# PASSAGE GIVEN
Industry figures have reacted to a "curve ball for markets" as the UK votes to leave the European Union.
In yesterday's referendum, the 'leave' campaign won by 52% of the votes to 48%.
The shock decision has caused sterling to fall by more than 10% to trade at $1.338, down from $1.487 yesterday.
Experts have suggested the decision could lead to several years of uncertainty and instability, for UK assets.
Toby Nangle, head of multi-asset asset allocation, Columbia Threadneedle
"We lack a clear vision of what future relationship the United Kingdom will have with its largest trading partner, the timescale of the exit, and the configuration of the domestic party political landscape after a brutal campaign.
"At open we anticipate that fixed income markets will jump to price a UK recession and a Bank of England rate cut, although the scale of currency weakness means that inflation pass-through will be carefully watched as the MPC have indicated that they will not cut and may indeed hike if inflation expectations become unanchored.
Piers Hillier, chief investment officer, Royal London Asset Management
"On the back of this morning's result we expect the UK will fall into a recession. Unfortunately I see unstable market conditions lasting for between three and five years while new trade agreements are drawn up.
"It is our view that the UK government will be left with no choice but to stimulate the economy through fiscal and monetary means, flooding the system with liquidity if necessary."

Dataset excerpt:

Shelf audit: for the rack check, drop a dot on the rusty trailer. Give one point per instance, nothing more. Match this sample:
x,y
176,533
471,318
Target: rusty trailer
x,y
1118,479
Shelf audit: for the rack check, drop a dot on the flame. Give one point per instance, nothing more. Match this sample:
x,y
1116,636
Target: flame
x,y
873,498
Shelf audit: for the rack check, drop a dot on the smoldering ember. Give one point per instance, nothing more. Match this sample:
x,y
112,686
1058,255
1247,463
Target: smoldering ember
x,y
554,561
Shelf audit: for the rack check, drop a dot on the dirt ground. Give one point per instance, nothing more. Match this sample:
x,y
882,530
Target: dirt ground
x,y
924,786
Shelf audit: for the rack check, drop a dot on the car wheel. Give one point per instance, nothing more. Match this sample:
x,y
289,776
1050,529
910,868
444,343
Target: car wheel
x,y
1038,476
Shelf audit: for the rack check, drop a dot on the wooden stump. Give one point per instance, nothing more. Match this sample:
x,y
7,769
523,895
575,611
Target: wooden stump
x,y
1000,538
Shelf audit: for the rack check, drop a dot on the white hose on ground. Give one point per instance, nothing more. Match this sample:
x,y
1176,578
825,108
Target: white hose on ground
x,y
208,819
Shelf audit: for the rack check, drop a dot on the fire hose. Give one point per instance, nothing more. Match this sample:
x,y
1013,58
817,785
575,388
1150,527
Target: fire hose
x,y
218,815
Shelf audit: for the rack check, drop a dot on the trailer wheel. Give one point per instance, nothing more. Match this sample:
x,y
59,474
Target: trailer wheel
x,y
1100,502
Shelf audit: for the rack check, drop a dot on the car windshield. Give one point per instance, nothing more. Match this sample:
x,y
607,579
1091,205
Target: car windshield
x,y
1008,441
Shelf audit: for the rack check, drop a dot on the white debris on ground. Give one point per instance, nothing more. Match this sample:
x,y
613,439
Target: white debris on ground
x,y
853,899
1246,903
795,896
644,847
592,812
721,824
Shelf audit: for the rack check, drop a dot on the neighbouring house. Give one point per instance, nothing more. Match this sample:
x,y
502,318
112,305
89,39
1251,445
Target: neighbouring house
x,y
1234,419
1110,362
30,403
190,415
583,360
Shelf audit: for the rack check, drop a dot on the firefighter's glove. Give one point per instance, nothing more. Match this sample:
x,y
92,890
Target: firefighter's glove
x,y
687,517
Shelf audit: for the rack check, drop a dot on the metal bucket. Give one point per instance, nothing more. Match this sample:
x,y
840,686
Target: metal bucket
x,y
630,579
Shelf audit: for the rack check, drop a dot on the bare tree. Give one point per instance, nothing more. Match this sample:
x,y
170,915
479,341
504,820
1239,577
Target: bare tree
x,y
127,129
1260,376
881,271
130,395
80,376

# TASK LIST
[A] In the article on the Brexit vote, what level did sterling fall to?
[B] Pick up the article on the Brexit vote after its last sentence and keep writing.

# RESPONSES PER TASK
[A] $1.338

[B]
Neil Williams, group chief economist, Hermes Investment Management
Williams described the decision as a "curve ball" for markets but said he expected the UK economy would survive.
"The UK economy will of course 'survive', given its entrepreneurial flair, increasing focus on non-EU trade, and likely policy accommodation by the Bank of England and UK Treasury.
"However, getting to the next stage looks a long, drawn-out 'can of worms', leaving considerable uncertainty for UK assets and markets. The extent of this damage now rests on the manner of the exit."
Stephen Bailey, fund manager in the Liontrust macro-thematic team
"We have considerable US dollar exposure in our portfolios and while this is not a Brexit-driven position, we believe it should provide protection in the event of a drop in sterling.
"We believe the vote to leave could cause the sterling/US dollar exchange rate to correct by around 10% and would act to hedge our position if we see a 1.30-1.35 level.
"In terms of equity markets, we believe the UK could come off by around 5% but stress that we see any market and currency implications of Brexit as short term and do not expect any long-term damage."
Matthew Beesley, head of global equities, Henderson
"With the BBC calling the result at 0439 for leave, markets are, not unsurprisingly, reeling. With currency and stock markets rallying so aggressively over the last week, with 'cable' (USD-GBP) having touched 1.50 as the polls closed, the investor shock today will be hard to digest. We estimate markets were pricing in around only a 20% chance of Leave.
"At the time of writing, Asian markets have not responded as negatively as we might have expected. The -8% fall that is currently reflected in FTSE futures could be just the start of an elongated period of weakness for the UK and indeed European stock markets. While sterling and the euro have led overnight in constantly trading markets, stock bourses will follow at 8am.
"There will be debate and uncertainty over what exactly will happen next: how quickly will the UK evoke Article 50? What does the UK economy look like outside of the EU?
"Will the United Kingdom stay United or will this trigger a break-up of the United Kingdom as we know it, with another independence vote for Scotland given the country's overwhelming vote to remain?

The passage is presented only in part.